** begin DATA IN THIS EXERCISE **

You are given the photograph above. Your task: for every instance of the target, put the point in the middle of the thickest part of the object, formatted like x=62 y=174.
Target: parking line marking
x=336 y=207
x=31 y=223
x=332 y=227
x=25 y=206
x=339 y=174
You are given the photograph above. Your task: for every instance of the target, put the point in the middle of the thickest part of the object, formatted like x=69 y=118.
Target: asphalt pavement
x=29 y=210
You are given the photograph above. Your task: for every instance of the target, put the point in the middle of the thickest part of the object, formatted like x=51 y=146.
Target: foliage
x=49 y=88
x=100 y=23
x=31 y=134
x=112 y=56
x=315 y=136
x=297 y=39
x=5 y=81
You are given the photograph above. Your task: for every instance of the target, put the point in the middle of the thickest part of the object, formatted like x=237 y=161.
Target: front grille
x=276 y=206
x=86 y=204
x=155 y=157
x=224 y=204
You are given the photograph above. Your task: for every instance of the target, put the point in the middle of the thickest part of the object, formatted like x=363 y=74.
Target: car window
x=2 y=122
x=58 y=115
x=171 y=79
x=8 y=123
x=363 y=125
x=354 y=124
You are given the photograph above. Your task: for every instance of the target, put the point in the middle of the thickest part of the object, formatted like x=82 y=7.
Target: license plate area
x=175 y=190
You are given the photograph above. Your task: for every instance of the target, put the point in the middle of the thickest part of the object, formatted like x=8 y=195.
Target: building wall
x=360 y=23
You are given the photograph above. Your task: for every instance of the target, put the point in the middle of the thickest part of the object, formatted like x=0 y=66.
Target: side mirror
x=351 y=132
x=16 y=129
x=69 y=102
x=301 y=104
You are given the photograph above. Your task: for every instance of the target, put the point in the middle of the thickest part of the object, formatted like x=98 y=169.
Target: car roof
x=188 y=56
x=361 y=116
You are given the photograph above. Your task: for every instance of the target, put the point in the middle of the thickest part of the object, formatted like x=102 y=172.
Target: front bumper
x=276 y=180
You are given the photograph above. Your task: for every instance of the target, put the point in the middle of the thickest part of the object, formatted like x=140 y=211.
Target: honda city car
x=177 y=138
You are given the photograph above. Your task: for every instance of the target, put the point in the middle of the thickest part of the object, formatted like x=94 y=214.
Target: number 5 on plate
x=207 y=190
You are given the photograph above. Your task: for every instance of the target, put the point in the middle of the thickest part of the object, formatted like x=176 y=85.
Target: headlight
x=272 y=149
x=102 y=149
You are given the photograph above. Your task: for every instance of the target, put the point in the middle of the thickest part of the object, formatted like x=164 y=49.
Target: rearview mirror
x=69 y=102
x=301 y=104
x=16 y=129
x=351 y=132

** end DATA IN THIS EXERCISE **

### PROBLEM STATEMENT:
Using the listing above, reproduce each line without omission.

### THE RESULT:
You are given the photograph above. Your task: for every instance of the target, put the point in the middle of the thickest part of the object, formatted like x=62 y=174.
Target: parking line marking
x=336 y=207
x=31 y=223
x=332 y=227
x=25 y=206
x=339 y=174
You are given the photograph above. Your task: for every instance of the target, put the point in the middle of the thickest part of the object, formatted like x=69 y=118.
Target: asphalt pavement
x=29 y=210
You are given the photograph above. Your task: for every instance of the target, put the point in the middle of the thickest part of the object, formatted like x=51 y=146.
Target: foliage
x=49 y=88
x=100 y=23
x=31 y=134
x=112 y=56
x=315 y=136
x=297 y=39
x=5 y=81
You are given the photograph above. Your task: for every instance of the target, put the point in the middle of the thickest part of the object, formatted like x=237 y=161.
Target: front grille
x=276 y=206
x=86 y=204
x=155 y=157
x=224 y=204
You are given the photograph above. Your task: for every instance of the target, put the point in the middle of the thickest part of the object, formatted like x=363 y=74.
Target: car window
x=2 y=122
x=58 y=115
x=171 y=79
x=8 y=123
x=363 y=125
x=354 y=124
You are given the photograph above. Your task: for every instance of the target, put the point in the middle of the thickest part of the object, formatted like x=82 y=7.
Target: license plate area
x=175 y=190
You are given the photograph above. Your task: for every instance of the target, put the point in the middle of the thickest part of the object, formatted like x=8 y=195.
Target: building wall
x=360 y=23
You are given the photograph above. Your task: for every instance of the target, put the point in the middle of the thickest part of the object, formatted like x=0 y=66.
Target: side mirror
x=351 y=132
x=16 y=129
x=69 y=102
x=301 y=104
You are given the photograph above. Your task: for every instance of the target, put the point in the middle of the thickest part of the object, formatted like x=98 y=169.
Target: car roof
x=188 y=56
x=361 y=116
You are given the photograph above. Your task: for every instance of the target, put the point in the middle of the thickest part of the object, formatted like x=102 y=172.
Target: front bumper
x=276 y=180
You are given the photograph above. Your task: for every instance of the target, put the point in the middle of the thickest part of the object, formatted like x=140 y=211.
Target: honda city car
x=177 y=138
You are given the photograph above. Your task: for every instance of the target, put the point in the middle of the thickest part of the object, formatted like x=94 y=214.
Target: number 5 on plate
x=207 y=190
You are given the photograph above. Your task: for every instance of the target, put the point in the middle of the thickest part of the object, formatted like x=176 y=85.
Target: headlight
x=272 y=149
x=102 y=149
You are given the photograph above. Your task: for every instance of the target, put the point in the middle of the thickest part of the object, formatted like x=164 y=49.
Target: rearview mirror
x=69 y=102
x=301 y=104
x=16 y=129
x=351 y=132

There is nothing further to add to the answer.